Point-based annotation data
◇ ◇ ◇ ◇

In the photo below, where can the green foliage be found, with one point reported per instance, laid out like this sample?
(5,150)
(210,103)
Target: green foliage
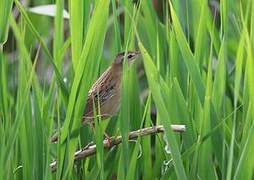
(196,69)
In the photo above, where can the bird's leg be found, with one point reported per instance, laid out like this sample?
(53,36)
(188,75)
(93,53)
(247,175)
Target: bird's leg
(107,137)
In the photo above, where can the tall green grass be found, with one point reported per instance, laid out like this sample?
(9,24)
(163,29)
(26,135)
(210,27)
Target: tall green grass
(196,69)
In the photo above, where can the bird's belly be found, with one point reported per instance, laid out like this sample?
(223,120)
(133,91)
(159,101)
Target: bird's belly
(110,107)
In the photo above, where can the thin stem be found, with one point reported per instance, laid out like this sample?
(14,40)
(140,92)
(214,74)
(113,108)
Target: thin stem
(90,148)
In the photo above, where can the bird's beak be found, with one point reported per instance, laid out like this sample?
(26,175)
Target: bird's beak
(135,54)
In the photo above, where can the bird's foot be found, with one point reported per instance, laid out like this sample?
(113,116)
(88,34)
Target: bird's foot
(108,140)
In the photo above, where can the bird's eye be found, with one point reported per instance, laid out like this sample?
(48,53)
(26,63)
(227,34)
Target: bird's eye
(129,56)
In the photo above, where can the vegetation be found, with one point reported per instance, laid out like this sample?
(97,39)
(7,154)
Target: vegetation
(196,69)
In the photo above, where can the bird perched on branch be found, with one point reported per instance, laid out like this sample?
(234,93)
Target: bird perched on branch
(105,93)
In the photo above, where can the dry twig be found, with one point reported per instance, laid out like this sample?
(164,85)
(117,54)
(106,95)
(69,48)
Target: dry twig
(90,149)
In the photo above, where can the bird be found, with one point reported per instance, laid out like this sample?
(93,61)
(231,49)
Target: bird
(105,94)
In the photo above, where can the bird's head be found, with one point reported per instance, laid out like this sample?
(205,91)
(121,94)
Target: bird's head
(130,56)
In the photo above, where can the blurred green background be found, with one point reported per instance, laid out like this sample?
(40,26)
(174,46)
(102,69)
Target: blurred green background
(196,69)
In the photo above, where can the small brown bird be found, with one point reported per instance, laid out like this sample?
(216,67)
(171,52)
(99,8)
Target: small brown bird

◇ ◇ ◇ ◇

=== WHAT THE TASK REQUIRES ===
Repeat the line containing "In the photo above, where can the dry" and all subsequent lines through the final line of the data, exactly and with no others.

=== SOLUTION TO THIS EXERCISE ===
In the photo above, where can the dry twig be found, with one point reported per instance, laid out like this sample?
(164,85)
(117,54)
(106,95)
(69,48)
Target: dry twig
(90,149)
In the photo above, where can the bird be found, with one point reported per instance, laid out like this sample?
(93,61)
(231,49)
Target: bird
(105,94)
In the photo above, where can the bird's head be found, with one point reported per instance, laid out like this sample?
(205,91)
(121,94)
Target: bird's head
(130,56)
In the photo above, where can the blurred green background be found, with one point reported per instance, laid out like this sample?
(40,26)
(174,46)
(102,69)
Target: blurred green background
(196,69)
In the photo above, where can the small brown bird be found, with one point reported per instance, laid out like this sample?
(216,67)
(171,52)
(99,8)
Target: small brown bird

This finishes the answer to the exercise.